Provided text:
━━━━━━━━━━━━━━━━

Friday, Jun. 22, 1962

Surgery for Asthma

Doctors have devised almost as many treatments for asthma as there are contributory causes. Victims are desensitized, kept away from substances to which they are allergic, advised to try a change of climate. They get drug treatment for infections, psychiatry for their emotional problems, a variety of hormones to make up deficiencies, and some have undergone nerve-cutting operations to tone down their breathing reflexes. With all this, Boston's Dr. Richard H. Overholt found that too many of his patients got little benefit and still suffered from the "tyranny and cruelty" of asthma. Now, in the A.M.A. Journal, he reports encouraging results, after all else had failed, from a. relatively simple operation on a tiny, little understood organ.

Blacked Out by War. Although the operation was developed in Japan 20 years ago, Dr. Overholt, whose Overholt Thoracic Clinic is one of the world's most distinguished centers for treatment of chest diseases, heard of the technique only in 1957. Then, a visiting Japanese physician described work done by Professor Komei Nakayama of Chiba University during World War II's blackout on international reporting of scientific advances. A huskily built, aggressive and imaginative surgeon, Dr. Nakayama reasoned that earlier operations on asthma patients had been based on mistaken theories of how human nerve networks function. He concluded that a minute organ buried in the fork of an artery in the neck, and no bigger than a grain of rice, is an important element in breathing control. Discovered in 1743, it is called the carotid body, or glomus caroticum*; there is one on each side of the neck.

The carotid body, Dr. Nakayama's research indicated, is not only a junction point for many nerves (see diagram), but, by its responses to minute changes in the composition of the blood, it does much to regulate breathing. Most notably, an increase in the blood's carbon dioxide content sets off a carotid body reaction that can bring on a choking attack of asthma by causing fast, shallow breathing in lungs unable to handle the added load. To suppress these excessive reactions, Dr. Nakayama wondered, why not cut out one or both carotid bodies? After tests on animals, Dr. Nakayama tried taking carotid bodies from his patients. They needed only a local anesthetic, though to get at the glomus, he had to sever one of the thyroid arteries. He cut the carotid body's own little artery, snipped the stalk by which it is attached (actually a bunch of nerves), and removed it. In seven years of wholesale surgery, Dr. Nakayama operated on almost 4,000 asthmatics, now reports that 81% had good results for at least six months, 58% for five years, while 16% have had no more attacks at all. Several Japanese surgeons have studied Dr. Nakayama's technique and are now using it.

━━━━━━━━━━━━━━━━

Given information:
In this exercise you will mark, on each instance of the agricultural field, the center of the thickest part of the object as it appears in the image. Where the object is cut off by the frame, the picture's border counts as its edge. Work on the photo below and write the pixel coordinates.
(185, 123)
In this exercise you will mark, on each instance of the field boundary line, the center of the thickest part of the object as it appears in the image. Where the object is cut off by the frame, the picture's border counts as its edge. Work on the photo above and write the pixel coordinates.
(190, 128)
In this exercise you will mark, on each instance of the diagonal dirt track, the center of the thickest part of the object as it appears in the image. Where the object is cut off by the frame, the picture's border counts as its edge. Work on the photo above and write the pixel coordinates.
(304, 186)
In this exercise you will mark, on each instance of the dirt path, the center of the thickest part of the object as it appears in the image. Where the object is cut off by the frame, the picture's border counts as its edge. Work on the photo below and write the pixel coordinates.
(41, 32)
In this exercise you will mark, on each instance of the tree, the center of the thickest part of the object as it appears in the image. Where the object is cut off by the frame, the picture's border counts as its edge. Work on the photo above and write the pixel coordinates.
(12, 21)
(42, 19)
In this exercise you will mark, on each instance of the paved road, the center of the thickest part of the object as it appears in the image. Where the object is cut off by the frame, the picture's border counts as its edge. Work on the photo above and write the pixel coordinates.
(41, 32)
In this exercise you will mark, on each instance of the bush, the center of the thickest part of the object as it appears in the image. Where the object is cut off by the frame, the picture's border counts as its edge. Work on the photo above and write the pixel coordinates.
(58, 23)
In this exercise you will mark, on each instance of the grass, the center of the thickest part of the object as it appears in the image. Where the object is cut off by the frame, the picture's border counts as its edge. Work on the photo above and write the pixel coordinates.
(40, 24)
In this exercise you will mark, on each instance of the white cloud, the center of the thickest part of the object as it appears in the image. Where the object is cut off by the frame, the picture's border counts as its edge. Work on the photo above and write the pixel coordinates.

━━━━━━━━━━━━━━━━

Problem set:
1. Decide whether each statement below agrees with the article on surgery for asthma. Answer yes or no for each and quote the words of the article that settle it.
(a) Dr. Overholt learned of the Japanese technique in 1957.
(b) The carotid body was first discovered during World War II.
(c) Dr. Nakayama's patients needed general anesthesia for the operation.
2. Write the next part of the article on surgery for asthma, picking up after its final sentence.

Responses to the tasks:
1.
(a) Yes: "heard of the technique only in 1957."
(b) No: "Discovered in 1743."
(c) No: "They needed only a local anesthetic."

2.
Instant Benefit. Dr. Overholt has done the Nakayama operation on 160 patients since May of 1958. Only in three cases has he felt it necessary to remove both carotid bodies. That the glomus is a respiratory control center is suggested by the fact that some patients feel relief the instant.the body is removed, or even earlier, when it is inactivated by an injection of procaine (Novocain). More than 75% of all patients get some relief, reports Dr. Overholt; and in 50% or more, the relief is significant and sometimes dramatic. All his patients have been asthmatics for whom no other treatment, from portable respirators to electric shock, was effective. Most important, whereas previous nerve surgery for asthma sometimes disturbed the blood pressure or heart rate, no ill effects have yet been detected from removal of a carotid body.

* Glomus, Latin for a skein, because it is a tangle of nerve fibers and small blood vessels--plus caroticum, derived from the Greek for stupefy, because pressure on the neck arteries will produce stupor.